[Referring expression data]
★ ★ ★ ★ ★ ★ ★

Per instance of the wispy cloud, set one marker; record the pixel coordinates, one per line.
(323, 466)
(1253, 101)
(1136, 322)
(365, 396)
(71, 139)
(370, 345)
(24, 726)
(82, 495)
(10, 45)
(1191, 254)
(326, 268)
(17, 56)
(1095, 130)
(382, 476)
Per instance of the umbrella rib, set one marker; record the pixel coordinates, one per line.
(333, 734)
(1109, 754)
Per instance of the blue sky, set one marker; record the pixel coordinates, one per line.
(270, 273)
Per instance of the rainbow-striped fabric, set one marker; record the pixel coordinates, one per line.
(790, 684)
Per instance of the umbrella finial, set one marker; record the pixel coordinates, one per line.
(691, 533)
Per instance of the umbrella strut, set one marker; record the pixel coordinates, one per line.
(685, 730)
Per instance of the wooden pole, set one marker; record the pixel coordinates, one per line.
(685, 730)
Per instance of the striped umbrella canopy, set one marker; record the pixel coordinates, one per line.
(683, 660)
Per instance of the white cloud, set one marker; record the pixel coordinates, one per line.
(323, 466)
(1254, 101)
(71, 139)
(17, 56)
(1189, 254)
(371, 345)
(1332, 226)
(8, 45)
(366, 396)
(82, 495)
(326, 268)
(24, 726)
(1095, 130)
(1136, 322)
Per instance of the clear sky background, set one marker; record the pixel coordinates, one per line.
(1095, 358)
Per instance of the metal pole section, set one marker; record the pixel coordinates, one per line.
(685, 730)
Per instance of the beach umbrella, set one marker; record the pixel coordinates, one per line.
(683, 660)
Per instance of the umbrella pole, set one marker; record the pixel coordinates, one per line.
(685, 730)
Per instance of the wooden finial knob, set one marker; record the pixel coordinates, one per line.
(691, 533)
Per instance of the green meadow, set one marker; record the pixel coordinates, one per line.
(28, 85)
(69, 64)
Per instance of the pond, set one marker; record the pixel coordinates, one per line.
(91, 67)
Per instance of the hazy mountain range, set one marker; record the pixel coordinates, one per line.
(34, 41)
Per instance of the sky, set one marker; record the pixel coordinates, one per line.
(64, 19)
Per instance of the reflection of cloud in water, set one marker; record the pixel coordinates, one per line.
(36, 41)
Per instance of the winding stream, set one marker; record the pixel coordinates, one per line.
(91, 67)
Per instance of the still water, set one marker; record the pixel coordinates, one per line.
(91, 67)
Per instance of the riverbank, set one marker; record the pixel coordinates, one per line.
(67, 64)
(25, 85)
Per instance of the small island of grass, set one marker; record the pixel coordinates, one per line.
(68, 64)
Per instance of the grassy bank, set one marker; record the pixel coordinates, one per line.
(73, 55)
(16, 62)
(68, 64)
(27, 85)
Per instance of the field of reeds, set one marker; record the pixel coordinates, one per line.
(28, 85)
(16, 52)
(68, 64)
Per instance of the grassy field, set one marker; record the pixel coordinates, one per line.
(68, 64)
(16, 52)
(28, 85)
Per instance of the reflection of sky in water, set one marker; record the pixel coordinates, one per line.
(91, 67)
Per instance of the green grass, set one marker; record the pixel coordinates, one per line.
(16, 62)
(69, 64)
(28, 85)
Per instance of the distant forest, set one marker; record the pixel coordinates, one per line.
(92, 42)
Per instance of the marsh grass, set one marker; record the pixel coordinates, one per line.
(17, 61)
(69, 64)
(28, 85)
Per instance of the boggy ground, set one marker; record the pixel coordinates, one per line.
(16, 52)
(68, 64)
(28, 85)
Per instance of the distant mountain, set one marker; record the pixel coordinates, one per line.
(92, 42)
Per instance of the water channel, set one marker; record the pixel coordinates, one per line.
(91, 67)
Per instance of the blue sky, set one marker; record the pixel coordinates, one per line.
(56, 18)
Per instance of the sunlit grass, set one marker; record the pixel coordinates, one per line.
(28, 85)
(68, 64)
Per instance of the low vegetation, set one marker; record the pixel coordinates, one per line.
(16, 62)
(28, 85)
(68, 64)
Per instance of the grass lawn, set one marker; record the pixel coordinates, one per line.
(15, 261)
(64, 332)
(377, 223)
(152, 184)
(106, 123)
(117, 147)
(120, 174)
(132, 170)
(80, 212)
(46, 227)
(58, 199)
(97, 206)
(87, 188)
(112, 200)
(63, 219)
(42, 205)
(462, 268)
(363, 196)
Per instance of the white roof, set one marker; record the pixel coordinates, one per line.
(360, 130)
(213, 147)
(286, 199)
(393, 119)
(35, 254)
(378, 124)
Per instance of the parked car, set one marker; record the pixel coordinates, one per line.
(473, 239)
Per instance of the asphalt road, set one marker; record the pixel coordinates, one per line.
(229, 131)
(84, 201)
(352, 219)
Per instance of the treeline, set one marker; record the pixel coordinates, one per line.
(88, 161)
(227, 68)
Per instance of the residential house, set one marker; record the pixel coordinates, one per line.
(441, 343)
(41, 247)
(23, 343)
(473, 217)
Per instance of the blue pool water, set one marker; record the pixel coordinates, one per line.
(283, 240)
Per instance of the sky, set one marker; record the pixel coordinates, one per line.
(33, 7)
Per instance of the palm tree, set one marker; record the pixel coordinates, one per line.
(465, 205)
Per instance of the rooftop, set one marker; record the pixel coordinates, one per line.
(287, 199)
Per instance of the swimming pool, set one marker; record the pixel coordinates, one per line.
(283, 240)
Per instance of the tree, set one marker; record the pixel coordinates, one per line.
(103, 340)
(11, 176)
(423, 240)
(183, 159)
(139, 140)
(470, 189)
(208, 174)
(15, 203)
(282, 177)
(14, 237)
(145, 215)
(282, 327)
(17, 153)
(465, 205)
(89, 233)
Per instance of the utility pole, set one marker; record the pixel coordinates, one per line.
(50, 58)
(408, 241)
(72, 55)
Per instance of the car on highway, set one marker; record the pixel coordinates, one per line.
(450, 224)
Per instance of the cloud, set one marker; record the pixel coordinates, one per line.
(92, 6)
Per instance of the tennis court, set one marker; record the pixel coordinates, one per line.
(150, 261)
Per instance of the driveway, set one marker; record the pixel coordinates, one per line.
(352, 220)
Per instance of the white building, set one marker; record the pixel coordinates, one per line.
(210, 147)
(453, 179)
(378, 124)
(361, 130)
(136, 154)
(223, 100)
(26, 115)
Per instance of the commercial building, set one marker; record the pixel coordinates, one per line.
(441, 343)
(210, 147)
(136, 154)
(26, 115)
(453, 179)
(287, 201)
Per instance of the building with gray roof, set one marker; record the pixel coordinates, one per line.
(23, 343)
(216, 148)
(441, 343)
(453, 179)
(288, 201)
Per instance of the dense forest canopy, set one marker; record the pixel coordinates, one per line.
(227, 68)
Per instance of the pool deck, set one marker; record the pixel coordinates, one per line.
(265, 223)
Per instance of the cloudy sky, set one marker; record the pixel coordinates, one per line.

★ ★ ★ ★ ★ ★ ★

> [YOUR INSTRUCTIONS]: The answer must be an exact copy of every record above.

> [REPLY TO THE TASK]:
Per instance of the wispy cloud, set one marker; record the pixel coordinates, one per line.
(323, 466)
(1253, 101)
(1136, 322)
(365, 396)
(71, 139)
(370, 345)
(24, 726)
(82, 495)
(10, 45)
(1191, 254)
(326, 268)
(17, 56)
(1095, 130)
(382, 476)
Per instance of the umbrella rib, set one marker; record the pixel coordinates, one per line.
(333, 734)
(1109, 754)
Per instance of the blue sky, set one marker; record the pixel coordinates, one per line.
(270, 273)
Per instance of the rainbow-striped fabric, set one marker; record the pixel coordinates, one per line.
(790, 684)
Per instance of the umbrella finial, set one marker; record the pixel coordinates, one per line.
(691, 533)
Per instance of the umbrella strut, set one marker; record the pixel coordinates, one per line.
(685, 730)
Per instance of the wooden pole, set one marker; record the pixel coordinates, one per line.
(685, 730)
Per instance of the striped umbrella canopy, set one marker; record the pixel coordinates, one per line.
(683, 660)
Per instance of the white cloud, set one marker; record the pixel coordinates, one per line.
(323, 466)
(1254, 101)
(71, 139)
(17, 56)
(1189, 254)
(371, 345)
(1332, 226)
(8, 45)
(366, 396)
(82, 495)
(326, 268)
(24, 726)
(1095, 130)
(1136, 322)
Per instance of the clear sky background, set one marker; record the pixel coordinates, one per line.
(1095, 358)
Per instance of the metal pole section, set one marker; record the pixel coordinates, one per line.
(685, 730)
Per instance of the beach umbrella, set one marker; record the pixel coordinates, one per line.
(683, 660)
Per instance of the umbrella pole, set one marker; record the pixel coordinates, one per line.
(685, 730)
Per instance of the wooden finial knob, set one marker; record the pixel coordinates, one per line.
(691, 533)
Per instance of the green meadow, set one marker; record the pixel coordinates, one per line.
(28, 85)
(69, 64)
Per instance of the pond, set one marker; record the pixel coordinates, one per line.
(91, 67)
Per instance of the hazy mountain range, set one marker; record the pixel coordinates, one per line.
(34, 41)
Per instance of the sky, set one marker; record the pixel coordinates, one per line.
(64, 19)
Per instance of the reflection of cloud in water, set one marker; record the pixel coordinates, one per line.
(36, 41)
Per instance of the winding stream, set one marker; record the pixel coordinates, one per line.
(91, 67)
Per instance of the still water, set one marker; record the pixel coordinates, one per line.
(91, 67)
Per instance of the riverbank, set one marker; record the pixel coordinates, one per line.
(67, 64)
(25, 85)
Per instance of the small island of grass, set one marker; record the pixel coordinates, one per line.
(68, 64)
Per instance of the grassy bank, set one marker; record the pixel coordinates, one per line.
(73, 55)
(16, 62)
(68, 64)
(27, 85)
Per instance of the field of reeds, set one marker; record the pixel coordinates, one per line.
(28, 85)
(16, 52)
(68, 64)
Per instance of the grassy field, set one marker; record the pixel coordinates, one per line.
(68, 64)
(16, 52)
(28, 85)
Per instance of the reflection of sky in water, set one marker; record the pixel coordinates, one per line.
(91, 67)
Per instance of the green grass, set one marker; record the pixel coordinates, one per line.
(16, 62)
(69, 64)
(28, 85)
Per instance of the distant forest, set one marker; record the pixel coordinates, one per line.
(92, 42)
Per instance of the marsh grass, set one marker; record the pixel coordinates, one per line.
(17, 61)
(69, 64)
(28, 85)
Per instance of the boggy ground, set one marker; record the pixel coordinates, one per line.
(16, 52)
(68, 64)
(28, 85)
Per instance of the distant mountain, set one marker; record the pixel coordinates, one per line.
(92, 42)
Per instance of the water channel, set one marker; record the pixel coordinates, one per line.
(91, 67)
Per instance of the blue sky, set one marker; record the pixel coordinates, one per line.
(56, 18)
Per instance of the sunlit grass, set one marker; record the pixel coordinates, one per line.
(28, 85)
(68, 64)
Per instance of the low vegetation, set one marker; record the pixel coordinates, one per line.
(16, 62)
(28, 85)
(68, 64)
Per instance of the grass lawn, set one marker; record the pixel coordinates, one per line.
(15, 261)
(64, 332)
(377, 223)
(152, 184)
(106, 123)
(117, 147)
(120, 174)
(132, 170)
(80, 212)
(46, 227)
(58, 199)
(97, 206)
(87, 188)
(112, 200)
(63, 219)
(42, 205)
(462, 268)
(363, 196)
Per instance of the white roof, set one marker; record the pixel coordinates, one per line.
(360, 130)
(213, 147)
(286, 199)
(393, 119)
(35, 254)
(378, 124)
Per instance of the parked car, set one marker; record the pixel coordinates, one per line.
(473, 239)
Per instance of the asphalt road, set one marker; record the pixel coordinates, one per line.
(229, 131)
(84, 201)
(352, 219)
Per instance of the treeline, set one marker; record the pixel coordinates, one per line.
(88, 161)
(227, 68)
Per instance of the residential house, set one marker; record the pixel coordinates, one per line.
(441, 343)
(41, 247)
(23, 343)
(473, 217)
Per instance of the blue pool water, set one marker; record the pixel coordinates, one per line.
(283, 240)
Per instance of the sky, set one marker; record the pixel coordinates, one per line.
(33, 7)
Per instance of the palm tree, set one marker; record the pixel coordinates, one per line.
(465, 205)
Per instance of the rooftop, set one marker; record the pixel coordinates, one per line.
(287, 199)
Per instance of the swimming pool, set one marker; record the pixel coordinates, one per line.
(283, 240)
Per instance of the tree, set one marker; record the pixel coordinates, one per line.
(103, 340)
(11, 176)
(423, 240)
(183, 159)
(139, 140)
(470, 189)
(208, 174)
(15, 203)
(282, 177)
(14, 237)
(145, 215)
(282, 327)
(17, 153)
(465, 205)
(89, 233)
Per instance of the utility pole, set one marker; record the pixel coordinates, one per line.
(50, 58)
(408, 241)
(72, 55)
Per instance of the car on highway, set one marker; record the pixel coordinates, one per line.
(450, 224)
Per instance of the cloud, set one marker; record the pixel coordinates, one per line.
(92, 6)
Per instance of the tennis court, set one marker; record the pixel coordinates, one per line.
(150, 261)
Per instance of the driveway, set one marker; record the pixel coordinates, one per line.
(352, 220)
Per instance of the white building, set one marker; record the pixel coordinates, one per line.
(210, 147)
(453, 179)
(378, 124)
(361, 130)
(136, 154)
(223, 100)
(26, 115)
Per instance of the commercial building, set one marker; record the pixel coordinates, one per line.
(441, 343)
(210, 147)
(136, 154)
(26, 115)
(453, 179)
(287, 201)
Per instance of the building with gray roof, set one marker; record the pixel coordinates, one per line.
(23, 343)
(216, 148)
(441, 343)
(453, 179)
(288, 201)
Per instance of the dense forest canopy, set one marker; record the pixel coordinates, one per line.
(227, 68)
Per instance of the pool deck, set one marker; record the pixel coordinates, one per line.
(265, 223)
Per instance of the cloudy sky, set one marker; record the pixel coordinates, one per line.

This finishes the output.